» **Task input**:
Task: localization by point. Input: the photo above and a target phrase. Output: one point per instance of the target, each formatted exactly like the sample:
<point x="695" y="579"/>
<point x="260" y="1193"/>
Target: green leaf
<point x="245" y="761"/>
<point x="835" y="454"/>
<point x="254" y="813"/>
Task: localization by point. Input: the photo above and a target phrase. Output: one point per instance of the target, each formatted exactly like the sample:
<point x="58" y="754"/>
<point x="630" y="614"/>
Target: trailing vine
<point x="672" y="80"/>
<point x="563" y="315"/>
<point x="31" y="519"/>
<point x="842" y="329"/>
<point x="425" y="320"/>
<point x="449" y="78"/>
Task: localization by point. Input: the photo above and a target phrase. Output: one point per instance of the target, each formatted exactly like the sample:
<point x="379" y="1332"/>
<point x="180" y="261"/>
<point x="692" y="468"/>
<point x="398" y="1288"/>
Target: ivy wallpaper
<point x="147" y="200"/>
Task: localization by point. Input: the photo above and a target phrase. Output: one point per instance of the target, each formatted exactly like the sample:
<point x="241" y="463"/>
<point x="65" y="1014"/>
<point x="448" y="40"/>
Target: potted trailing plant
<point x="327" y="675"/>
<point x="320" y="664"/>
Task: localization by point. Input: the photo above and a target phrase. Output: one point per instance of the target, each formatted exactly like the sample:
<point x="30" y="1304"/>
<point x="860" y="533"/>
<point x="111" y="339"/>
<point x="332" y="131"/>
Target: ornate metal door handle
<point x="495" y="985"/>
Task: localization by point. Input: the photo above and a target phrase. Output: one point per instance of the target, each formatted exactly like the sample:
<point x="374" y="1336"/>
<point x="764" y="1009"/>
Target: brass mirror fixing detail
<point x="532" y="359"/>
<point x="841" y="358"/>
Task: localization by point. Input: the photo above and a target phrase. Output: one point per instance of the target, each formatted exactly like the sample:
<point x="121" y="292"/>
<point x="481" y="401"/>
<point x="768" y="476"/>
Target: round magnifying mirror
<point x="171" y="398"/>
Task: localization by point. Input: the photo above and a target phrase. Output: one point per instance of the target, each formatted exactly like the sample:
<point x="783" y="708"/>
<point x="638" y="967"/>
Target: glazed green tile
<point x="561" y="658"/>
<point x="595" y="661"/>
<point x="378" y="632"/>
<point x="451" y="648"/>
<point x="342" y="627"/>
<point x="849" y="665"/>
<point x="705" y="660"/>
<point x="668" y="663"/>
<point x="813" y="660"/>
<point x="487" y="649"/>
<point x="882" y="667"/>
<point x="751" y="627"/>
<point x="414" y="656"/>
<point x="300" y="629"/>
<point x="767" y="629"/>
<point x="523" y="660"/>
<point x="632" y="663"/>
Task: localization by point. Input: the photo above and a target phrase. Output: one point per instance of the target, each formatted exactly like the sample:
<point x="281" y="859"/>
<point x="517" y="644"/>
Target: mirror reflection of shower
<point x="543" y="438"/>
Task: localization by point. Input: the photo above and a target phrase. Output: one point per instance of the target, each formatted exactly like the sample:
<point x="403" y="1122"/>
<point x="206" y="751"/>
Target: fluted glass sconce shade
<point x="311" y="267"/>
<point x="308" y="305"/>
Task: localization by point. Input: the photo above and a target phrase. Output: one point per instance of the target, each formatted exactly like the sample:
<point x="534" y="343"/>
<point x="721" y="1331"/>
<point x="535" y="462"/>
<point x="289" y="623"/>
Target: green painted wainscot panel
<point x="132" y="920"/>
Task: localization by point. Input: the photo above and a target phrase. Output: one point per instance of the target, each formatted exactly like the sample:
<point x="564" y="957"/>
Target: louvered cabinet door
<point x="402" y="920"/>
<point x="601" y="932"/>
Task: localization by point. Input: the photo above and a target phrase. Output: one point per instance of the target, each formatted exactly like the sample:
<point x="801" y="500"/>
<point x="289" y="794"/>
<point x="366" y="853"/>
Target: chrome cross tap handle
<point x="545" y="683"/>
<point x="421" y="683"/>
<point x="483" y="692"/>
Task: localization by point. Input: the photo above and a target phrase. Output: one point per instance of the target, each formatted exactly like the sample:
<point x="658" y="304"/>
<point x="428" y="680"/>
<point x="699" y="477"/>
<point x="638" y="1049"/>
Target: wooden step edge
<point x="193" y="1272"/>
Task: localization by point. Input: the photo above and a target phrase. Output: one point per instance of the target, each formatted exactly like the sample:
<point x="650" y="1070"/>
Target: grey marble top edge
--
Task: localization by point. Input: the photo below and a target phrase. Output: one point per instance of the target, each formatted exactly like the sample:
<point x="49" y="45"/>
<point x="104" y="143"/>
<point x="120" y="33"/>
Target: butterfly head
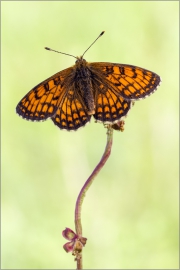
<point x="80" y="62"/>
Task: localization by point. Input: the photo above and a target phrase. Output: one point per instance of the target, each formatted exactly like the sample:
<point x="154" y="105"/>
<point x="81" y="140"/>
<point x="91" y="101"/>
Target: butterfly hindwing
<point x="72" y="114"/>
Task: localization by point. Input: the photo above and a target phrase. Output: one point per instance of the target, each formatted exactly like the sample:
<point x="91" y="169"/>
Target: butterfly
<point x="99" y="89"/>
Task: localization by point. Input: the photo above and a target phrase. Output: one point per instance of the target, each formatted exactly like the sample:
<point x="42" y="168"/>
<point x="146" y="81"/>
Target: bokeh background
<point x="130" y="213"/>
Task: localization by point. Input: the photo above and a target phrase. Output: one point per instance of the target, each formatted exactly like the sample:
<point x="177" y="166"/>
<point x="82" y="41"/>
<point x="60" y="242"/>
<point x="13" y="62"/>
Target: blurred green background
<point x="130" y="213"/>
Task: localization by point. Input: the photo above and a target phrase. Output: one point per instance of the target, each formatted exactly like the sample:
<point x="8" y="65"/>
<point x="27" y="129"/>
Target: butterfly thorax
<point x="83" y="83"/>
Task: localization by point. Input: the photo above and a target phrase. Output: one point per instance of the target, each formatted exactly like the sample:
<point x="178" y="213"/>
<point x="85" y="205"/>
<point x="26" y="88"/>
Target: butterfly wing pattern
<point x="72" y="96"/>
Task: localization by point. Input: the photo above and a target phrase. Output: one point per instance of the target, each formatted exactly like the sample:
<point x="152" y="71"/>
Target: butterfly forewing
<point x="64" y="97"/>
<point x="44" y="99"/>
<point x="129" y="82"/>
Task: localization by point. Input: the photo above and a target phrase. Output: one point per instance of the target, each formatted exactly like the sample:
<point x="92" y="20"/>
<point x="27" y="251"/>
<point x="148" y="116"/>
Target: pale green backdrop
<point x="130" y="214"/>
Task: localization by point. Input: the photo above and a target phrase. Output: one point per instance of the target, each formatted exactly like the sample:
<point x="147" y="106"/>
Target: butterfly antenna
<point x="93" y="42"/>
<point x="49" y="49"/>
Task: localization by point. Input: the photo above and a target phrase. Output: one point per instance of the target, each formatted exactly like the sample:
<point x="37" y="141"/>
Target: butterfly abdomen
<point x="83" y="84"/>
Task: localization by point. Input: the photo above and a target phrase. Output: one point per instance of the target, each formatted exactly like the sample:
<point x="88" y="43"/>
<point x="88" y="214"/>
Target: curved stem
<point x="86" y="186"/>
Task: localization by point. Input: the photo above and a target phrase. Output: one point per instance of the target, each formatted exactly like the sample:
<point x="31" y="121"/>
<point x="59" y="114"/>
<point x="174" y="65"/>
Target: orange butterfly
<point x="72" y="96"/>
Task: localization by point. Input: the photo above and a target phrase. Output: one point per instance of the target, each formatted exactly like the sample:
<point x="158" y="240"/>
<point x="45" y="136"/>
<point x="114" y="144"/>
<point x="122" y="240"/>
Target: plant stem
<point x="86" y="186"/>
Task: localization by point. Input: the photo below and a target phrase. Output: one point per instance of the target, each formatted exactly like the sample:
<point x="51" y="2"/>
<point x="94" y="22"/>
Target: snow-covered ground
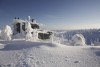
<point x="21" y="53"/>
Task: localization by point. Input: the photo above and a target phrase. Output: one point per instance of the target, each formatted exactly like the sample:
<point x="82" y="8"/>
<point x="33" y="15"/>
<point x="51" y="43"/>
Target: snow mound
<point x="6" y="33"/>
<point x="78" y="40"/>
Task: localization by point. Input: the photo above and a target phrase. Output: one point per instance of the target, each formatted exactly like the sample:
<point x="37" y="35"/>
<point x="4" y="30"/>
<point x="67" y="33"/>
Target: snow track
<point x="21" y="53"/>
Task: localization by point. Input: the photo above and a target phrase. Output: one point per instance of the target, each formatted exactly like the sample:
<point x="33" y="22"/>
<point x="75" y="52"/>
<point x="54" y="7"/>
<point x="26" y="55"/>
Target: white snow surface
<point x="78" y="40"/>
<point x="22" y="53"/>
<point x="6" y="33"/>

» **Task statement**:
Extract every line of the records above that contains the word "edge", copying each line in full.

» **Finished task**:
Target: wooden step edge
Target: grey marble top edge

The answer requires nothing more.